■ TESTO FORNITO

* * * *

Gestione del potere e nomine. L’occasione mancata di una verifica politica ridotta a semplice rimpasto

Risiko. Manuale Cencelli. Lo si chiami come si vuole. Ma la fine del lungo (e noioso) rimpasto al Comune di Foggia consegna semplicemente l’esercizio della tattica per la divisione degli incarichi e delle poltrone. Nessun confronto sui problemi della città, nessuna elaborazione di strategie diverse dalle precedenti. Tutto si è consumato con il pallottoliere alla mano. Dividendo ciò che si poteva dividere per fare in modo che in Aula la maggioranza non andasse in affanno. Su questo terreno l’obiettivo, almeno per il momento, sembra essere stato centrato. I consiglieri che più scalpitavano sono stati accontentati, le postazioni a disposizione sono state distribuite. Ed il “Landella bis”, forse, comincia senza troppe preoccupazioni in Consiglio comunale.
Il centrodestra a trazione leghista
Appare dunque lampante che non c’è stata alcuna “verifica” in senso propriamente politico. I rapporti di forza tra i partiti della maggioranza non sono cambiati. Chi denunciava un eccessivo potere nelle mani della Lega si ritrova, per paradosso, un Carroccio ancora più forte, sebbene il suo peso consiliare potrebbe di qui a breve diminuire fino a farne uno dei gruppi consiliari più piccoli, ridotto a due soli consiglieri (Consalvo Di Pasqua e Dario Iacovangelo) se lo strappo di Salvatore De Martino e Concetta Soragnese dovesse consumarsi. Sui nove assessori della Giunta la Lega ne esprime, direttamente o indirettamente, addirittura sei. A cui si aggiunge l’importantissima delega ai Lavori Pubblici, che il sindaco continua a non voler assegnare a nessuno, mantenendola per sé. Franco Landella ed il vicesegretario regionale leghista Raimondo Ursitti hanno stretto tutti nell’angolo – con un asse che appare solidissimo – dopo il cambio di casacca che ha portato il primo cittadino alla corte di Matteo Salvini. Fratelli d’Italia, il partito più in salute dell’alleanza che in Aula conta ben cinque consiglieri, si è accontentato di due assessori e qualche nomina di sottogoverno. Neppure il vicesindaco è stato riconosciuto agli uomini di Giorgia Meloni. Gli eredi della Fiamma Tricolore con ogni evidenza non hanno avuto né la forza né il coraggio di mettere in discussione l’egemonia leghista a Palazzo di Città, le cui chiavi, come disse in modo maldestro il primo cittadino quando davanti a microfoni e telecamere spiegò che avrebbe aderito alla Lega come reazione alla mancata candidatura di sua cognata Michaela Di Donna alle elezioni regionali nella lista del partito di Silvio Berlusconi, sono adesso ben strette nelle mani dell’ex Ministro dell’Interno. Forza Italia ha ottenuto soltanto un riconoscimento quasi simbolico, con un assessorato di scarso peso (quello alla Sicurezza e alla Legalità) che ha permesso però di salvare la dignità politica degli azzurri, evitando di essere estromessi completamente dall’esecutivo.

* * * *

[Righe del dataset sulla posizione degli oggetti]
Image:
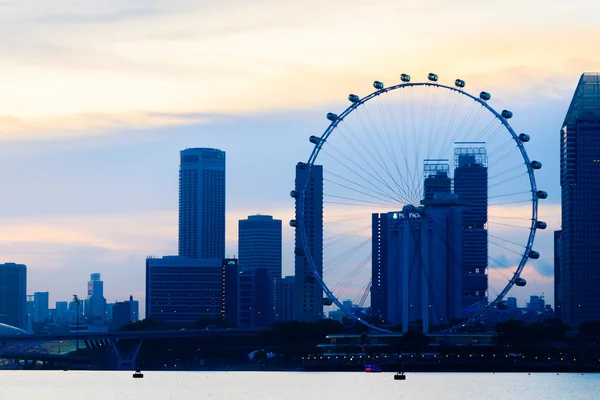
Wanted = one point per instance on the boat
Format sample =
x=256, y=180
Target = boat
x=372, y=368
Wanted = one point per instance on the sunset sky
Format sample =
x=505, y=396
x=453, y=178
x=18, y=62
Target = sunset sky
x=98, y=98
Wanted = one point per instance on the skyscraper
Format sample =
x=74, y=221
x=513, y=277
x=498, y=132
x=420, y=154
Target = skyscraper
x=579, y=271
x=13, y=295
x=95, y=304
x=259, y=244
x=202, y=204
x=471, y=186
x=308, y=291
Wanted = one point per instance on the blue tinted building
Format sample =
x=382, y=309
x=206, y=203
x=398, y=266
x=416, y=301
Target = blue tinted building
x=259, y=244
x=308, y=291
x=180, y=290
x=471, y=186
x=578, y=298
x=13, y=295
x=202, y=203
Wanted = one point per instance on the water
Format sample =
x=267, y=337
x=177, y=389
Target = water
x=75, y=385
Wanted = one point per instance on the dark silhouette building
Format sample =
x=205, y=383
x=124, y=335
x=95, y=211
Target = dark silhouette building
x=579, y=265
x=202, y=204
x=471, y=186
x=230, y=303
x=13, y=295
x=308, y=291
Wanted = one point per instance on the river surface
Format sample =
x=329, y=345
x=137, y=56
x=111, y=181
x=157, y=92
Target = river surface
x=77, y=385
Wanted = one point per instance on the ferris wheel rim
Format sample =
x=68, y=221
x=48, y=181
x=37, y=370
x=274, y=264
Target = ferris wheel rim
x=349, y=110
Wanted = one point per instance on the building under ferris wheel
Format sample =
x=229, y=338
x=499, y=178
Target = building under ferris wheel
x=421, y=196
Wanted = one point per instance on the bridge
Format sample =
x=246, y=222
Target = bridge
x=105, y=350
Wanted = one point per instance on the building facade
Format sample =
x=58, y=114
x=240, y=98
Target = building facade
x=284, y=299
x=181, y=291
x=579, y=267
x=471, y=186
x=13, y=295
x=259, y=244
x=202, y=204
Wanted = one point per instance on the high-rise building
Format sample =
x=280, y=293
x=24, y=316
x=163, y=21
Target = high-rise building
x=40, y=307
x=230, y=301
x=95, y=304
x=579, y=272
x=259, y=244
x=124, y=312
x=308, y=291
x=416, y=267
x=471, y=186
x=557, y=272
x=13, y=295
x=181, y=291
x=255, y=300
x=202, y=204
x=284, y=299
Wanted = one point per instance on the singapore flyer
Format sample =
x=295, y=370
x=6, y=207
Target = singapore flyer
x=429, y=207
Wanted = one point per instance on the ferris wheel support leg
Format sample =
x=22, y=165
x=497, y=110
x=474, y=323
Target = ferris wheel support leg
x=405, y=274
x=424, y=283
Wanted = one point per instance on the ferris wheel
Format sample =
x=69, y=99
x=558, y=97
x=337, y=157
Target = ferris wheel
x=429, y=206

* * * *

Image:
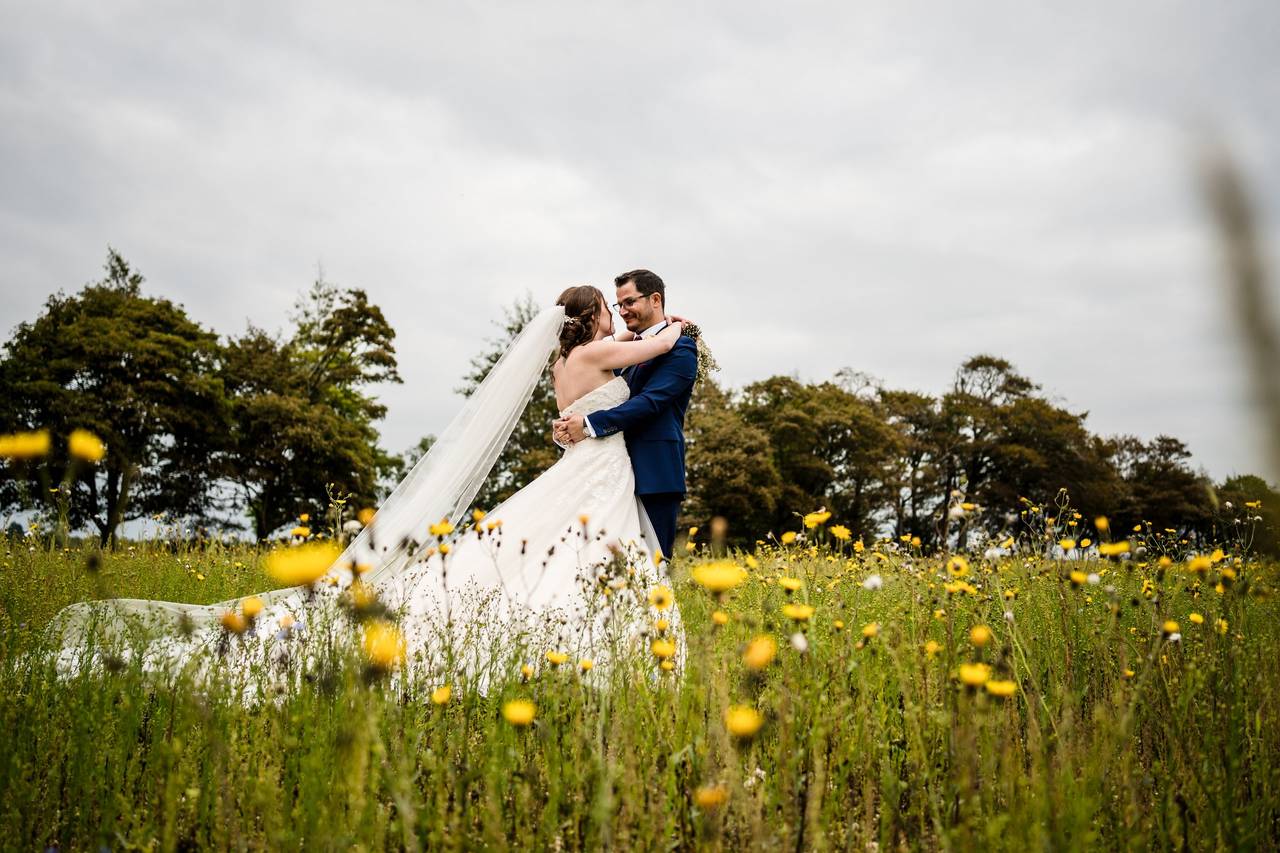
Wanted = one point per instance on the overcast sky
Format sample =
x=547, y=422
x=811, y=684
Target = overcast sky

* * * *

■ ISTRUZIONI
Elenca i partiti della maggioranza citati nell'articolo sul rimpasto al Comune di Foggia e indica per ciascuno quanti assessori ottiene secondo il testo.

■ RISULTATO
- Lega: sei assessori su nove, direttamente o indirettamente
- Fratelli d'Italia: due assessori
- Forza Italia: un assessore (Sicurezza e Legalità)